GOAL: Please count the lines of the material below that contain the word "electrical", with case counting, and give only the number.

>> START DATA SUPPLIED

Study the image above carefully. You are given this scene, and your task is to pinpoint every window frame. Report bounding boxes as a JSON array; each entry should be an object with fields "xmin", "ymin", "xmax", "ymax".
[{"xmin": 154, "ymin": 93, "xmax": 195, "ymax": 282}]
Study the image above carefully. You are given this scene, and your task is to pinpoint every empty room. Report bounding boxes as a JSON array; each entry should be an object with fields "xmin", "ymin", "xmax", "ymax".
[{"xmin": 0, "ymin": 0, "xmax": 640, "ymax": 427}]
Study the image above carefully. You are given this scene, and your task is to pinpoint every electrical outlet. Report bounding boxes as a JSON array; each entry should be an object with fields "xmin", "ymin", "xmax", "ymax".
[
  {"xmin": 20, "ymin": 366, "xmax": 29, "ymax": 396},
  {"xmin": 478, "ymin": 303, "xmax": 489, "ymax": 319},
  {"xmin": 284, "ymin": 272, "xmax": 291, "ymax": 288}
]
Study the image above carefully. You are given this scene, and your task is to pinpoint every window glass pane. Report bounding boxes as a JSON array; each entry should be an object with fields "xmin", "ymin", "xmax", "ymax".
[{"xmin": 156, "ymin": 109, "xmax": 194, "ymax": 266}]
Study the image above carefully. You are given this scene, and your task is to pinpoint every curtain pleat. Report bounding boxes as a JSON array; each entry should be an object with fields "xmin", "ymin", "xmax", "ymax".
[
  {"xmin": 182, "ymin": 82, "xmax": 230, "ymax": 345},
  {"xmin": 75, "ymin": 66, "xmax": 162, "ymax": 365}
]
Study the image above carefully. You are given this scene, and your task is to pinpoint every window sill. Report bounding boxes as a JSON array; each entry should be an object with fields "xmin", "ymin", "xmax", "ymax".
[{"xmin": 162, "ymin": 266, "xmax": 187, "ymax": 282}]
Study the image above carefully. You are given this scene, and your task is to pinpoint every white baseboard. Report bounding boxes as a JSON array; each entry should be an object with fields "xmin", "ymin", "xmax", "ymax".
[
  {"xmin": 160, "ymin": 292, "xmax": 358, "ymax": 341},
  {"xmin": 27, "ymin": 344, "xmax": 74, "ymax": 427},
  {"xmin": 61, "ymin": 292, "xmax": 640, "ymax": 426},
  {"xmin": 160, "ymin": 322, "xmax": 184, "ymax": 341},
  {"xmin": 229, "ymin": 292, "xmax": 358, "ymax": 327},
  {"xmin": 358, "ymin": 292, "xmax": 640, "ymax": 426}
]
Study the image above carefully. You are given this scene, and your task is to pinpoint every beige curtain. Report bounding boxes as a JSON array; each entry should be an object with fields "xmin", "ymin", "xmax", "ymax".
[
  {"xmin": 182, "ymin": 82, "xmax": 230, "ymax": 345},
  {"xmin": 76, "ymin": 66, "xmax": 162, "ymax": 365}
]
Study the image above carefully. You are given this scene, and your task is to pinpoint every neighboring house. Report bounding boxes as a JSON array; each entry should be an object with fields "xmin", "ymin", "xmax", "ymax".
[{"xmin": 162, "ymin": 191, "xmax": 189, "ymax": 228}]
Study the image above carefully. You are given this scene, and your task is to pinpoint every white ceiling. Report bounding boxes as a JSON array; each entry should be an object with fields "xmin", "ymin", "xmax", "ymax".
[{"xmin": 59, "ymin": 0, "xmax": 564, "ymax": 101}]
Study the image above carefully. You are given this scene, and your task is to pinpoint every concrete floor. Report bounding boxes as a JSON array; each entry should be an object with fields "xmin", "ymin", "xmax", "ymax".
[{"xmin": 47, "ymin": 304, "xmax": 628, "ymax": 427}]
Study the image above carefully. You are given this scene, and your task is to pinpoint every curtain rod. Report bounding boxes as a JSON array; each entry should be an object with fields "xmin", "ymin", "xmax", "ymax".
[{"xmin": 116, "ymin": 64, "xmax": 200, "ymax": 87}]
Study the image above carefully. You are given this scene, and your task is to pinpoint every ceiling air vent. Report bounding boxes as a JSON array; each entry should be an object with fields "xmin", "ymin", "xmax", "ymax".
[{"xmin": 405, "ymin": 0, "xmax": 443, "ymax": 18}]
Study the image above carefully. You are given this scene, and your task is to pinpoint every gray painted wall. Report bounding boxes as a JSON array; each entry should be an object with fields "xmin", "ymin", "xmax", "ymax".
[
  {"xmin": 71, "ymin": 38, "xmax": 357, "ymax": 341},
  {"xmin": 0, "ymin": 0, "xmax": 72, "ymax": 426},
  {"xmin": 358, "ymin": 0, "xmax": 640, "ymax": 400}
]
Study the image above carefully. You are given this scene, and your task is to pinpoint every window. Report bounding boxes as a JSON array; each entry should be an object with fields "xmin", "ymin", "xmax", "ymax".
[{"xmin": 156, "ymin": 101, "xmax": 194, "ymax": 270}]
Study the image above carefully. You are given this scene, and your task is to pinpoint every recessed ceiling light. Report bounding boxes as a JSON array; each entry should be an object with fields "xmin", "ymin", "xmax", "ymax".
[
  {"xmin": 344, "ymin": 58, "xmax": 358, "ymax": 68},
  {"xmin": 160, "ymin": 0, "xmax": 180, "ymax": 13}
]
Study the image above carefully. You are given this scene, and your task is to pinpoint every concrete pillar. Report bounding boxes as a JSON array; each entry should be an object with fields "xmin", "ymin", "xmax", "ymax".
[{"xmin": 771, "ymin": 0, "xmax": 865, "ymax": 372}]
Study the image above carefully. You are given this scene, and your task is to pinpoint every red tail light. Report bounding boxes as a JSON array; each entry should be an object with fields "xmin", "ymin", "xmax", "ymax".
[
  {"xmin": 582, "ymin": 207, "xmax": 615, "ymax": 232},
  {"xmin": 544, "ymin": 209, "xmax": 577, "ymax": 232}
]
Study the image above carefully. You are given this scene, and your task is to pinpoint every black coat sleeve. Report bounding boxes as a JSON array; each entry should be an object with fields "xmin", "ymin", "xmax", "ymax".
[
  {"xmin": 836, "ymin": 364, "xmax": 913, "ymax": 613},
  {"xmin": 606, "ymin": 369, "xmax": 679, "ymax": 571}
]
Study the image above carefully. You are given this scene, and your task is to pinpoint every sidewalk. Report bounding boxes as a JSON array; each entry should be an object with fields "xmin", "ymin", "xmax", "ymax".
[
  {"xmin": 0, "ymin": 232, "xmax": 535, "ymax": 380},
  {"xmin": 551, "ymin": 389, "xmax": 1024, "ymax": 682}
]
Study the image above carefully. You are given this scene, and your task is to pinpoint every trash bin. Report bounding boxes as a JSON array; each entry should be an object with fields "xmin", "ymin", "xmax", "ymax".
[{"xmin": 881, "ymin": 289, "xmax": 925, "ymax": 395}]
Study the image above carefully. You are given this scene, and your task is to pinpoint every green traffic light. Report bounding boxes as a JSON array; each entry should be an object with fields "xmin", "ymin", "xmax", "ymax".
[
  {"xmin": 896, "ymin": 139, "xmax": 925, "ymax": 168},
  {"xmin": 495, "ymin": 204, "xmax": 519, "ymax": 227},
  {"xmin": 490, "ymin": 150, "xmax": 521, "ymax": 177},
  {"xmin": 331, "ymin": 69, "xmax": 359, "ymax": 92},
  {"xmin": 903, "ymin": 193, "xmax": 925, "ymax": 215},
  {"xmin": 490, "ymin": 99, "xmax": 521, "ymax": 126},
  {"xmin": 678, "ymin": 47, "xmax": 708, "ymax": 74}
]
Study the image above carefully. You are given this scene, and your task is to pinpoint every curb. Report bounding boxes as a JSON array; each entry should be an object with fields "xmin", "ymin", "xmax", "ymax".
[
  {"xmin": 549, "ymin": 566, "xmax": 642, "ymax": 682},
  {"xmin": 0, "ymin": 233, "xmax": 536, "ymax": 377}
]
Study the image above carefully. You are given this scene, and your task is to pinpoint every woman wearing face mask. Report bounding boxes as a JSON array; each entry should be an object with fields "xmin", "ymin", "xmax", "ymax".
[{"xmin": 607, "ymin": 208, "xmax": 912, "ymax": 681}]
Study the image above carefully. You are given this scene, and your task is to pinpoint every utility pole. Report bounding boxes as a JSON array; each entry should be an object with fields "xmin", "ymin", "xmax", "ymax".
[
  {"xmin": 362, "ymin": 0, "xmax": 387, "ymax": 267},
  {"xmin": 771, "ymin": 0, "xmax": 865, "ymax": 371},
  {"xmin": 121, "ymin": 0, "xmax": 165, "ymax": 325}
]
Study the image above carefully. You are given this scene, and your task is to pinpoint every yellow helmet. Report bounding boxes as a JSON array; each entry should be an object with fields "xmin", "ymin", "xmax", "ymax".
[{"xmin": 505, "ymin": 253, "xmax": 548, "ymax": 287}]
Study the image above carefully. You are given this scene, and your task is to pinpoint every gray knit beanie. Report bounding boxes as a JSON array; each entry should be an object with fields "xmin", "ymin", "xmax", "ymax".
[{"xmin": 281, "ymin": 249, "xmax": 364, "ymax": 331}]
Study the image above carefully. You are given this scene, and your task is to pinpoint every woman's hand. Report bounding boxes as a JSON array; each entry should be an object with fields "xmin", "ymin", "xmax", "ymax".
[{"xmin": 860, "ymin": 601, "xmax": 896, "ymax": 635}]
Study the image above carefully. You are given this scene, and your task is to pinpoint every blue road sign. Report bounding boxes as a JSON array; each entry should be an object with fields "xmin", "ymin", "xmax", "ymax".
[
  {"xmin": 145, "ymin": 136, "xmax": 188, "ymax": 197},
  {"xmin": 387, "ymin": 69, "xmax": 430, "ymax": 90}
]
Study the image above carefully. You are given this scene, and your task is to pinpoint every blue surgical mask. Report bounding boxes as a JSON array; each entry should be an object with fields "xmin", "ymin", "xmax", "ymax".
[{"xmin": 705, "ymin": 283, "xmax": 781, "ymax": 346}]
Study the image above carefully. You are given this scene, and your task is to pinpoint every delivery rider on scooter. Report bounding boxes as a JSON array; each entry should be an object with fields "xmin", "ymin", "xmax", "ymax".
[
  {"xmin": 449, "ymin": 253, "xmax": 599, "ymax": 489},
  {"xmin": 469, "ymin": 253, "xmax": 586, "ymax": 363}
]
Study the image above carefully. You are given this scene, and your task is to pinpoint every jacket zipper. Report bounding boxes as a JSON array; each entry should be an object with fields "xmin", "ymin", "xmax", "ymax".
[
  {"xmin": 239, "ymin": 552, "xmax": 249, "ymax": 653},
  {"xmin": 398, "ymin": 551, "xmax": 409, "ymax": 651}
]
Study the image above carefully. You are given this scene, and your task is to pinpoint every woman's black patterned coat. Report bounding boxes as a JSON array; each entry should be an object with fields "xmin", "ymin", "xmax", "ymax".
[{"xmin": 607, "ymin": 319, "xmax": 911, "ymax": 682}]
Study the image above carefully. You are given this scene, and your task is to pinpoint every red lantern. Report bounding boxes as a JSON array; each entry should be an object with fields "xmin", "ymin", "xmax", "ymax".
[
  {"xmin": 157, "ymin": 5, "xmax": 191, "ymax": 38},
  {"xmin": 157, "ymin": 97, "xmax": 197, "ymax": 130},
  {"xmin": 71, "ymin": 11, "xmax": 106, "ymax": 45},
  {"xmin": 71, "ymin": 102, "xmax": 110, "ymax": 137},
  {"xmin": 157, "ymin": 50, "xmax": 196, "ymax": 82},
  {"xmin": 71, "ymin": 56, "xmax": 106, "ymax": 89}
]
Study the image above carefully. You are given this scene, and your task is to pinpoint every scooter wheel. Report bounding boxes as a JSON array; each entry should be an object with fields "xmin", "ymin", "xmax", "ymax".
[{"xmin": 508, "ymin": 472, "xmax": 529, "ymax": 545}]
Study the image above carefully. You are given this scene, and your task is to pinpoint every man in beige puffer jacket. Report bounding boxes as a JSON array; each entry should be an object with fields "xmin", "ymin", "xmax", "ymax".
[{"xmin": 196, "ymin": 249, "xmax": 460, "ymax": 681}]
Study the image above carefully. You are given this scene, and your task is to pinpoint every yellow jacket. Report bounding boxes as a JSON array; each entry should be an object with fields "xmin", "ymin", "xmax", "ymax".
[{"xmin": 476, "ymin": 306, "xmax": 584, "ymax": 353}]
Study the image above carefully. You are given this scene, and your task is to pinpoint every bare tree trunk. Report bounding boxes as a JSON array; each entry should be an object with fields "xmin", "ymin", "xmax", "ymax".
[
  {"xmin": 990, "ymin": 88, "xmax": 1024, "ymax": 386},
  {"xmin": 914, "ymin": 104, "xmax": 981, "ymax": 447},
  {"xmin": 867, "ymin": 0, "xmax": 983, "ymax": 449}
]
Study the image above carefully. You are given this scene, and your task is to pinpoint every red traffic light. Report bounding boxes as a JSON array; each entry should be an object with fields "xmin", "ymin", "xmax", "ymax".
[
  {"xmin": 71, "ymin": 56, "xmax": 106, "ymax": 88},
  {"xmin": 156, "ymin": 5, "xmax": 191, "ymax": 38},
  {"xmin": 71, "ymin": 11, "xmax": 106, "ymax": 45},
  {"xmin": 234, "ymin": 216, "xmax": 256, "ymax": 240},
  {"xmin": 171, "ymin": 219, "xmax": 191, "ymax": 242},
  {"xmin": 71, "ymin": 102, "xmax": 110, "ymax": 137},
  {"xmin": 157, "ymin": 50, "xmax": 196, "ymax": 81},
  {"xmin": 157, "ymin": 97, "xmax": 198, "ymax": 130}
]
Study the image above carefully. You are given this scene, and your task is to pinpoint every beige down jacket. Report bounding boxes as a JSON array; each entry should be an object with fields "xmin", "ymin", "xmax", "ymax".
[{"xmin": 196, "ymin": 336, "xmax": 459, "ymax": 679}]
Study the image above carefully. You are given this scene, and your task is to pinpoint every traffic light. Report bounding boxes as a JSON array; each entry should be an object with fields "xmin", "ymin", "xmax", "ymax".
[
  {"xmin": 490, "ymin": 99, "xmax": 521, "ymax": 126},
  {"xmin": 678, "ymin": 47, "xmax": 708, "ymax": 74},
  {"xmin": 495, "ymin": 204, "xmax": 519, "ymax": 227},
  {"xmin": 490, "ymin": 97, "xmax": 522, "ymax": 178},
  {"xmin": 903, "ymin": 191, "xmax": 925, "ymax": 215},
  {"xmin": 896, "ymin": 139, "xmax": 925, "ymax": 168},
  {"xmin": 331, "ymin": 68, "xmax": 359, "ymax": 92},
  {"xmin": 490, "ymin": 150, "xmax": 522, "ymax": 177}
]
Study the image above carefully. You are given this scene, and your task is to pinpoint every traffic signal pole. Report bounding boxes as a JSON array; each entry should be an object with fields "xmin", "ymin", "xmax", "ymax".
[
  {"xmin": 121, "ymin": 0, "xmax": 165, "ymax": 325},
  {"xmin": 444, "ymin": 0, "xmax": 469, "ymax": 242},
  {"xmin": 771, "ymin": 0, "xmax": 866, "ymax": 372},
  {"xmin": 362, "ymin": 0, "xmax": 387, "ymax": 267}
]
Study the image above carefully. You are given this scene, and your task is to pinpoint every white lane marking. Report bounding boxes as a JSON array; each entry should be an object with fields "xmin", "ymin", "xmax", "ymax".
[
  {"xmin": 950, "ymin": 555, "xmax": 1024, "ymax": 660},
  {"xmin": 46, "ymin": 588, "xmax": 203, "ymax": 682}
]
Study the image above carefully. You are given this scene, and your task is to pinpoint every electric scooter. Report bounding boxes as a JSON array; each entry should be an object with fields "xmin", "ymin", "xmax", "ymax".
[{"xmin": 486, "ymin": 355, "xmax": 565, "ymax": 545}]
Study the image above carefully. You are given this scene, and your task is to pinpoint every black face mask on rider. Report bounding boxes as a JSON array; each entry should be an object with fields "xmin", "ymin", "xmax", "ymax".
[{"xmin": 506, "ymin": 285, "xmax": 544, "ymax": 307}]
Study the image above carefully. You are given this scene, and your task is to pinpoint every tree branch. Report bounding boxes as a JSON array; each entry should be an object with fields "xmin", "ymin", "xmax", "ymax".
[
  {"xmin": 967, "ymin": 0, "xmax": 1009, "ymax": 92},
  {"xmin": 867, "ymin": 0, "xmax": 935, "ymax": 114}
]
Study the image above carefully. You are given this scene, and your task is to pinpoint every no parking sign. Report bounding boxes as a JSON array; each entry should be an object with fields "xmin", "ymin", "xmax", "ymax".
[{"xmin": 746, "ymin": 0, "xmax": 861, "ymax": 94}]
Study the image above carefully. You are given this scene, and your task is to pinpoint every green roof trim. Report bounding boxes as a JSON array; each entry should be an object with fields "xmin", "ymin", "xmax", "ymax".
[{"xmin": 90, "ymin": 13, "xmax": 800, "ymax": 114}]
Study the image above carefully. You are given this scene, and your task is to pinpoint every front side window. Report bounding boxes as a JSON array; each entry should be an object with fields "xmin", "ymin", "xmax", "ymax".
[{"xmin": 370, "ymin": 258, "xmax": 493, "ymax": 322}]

>> END DATA SUPPLIED

REPLY TO THE EXERCISE: 1